• [Supplied data]:
......

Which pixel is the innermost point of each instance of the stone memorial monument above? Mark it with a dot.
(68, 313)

......

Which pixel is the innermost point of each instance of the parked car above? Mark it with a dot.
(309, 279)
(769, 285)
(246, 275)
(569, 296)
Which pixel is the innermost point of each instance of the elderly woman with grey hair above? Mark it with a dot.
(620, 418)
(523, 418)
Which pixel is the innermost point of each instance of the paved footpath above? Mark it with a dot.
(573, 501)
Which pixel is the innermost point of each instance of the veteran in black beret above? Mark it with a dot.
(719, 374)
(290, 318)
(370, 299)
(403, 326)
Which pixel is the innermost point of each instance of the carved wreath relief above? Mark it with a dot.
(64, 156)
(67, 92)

......

• [Stated goal]: State how many lines of the items above contain the word "woman", counting only matches with the same capitalization. Reply with the number alone.

• [Solution]: 1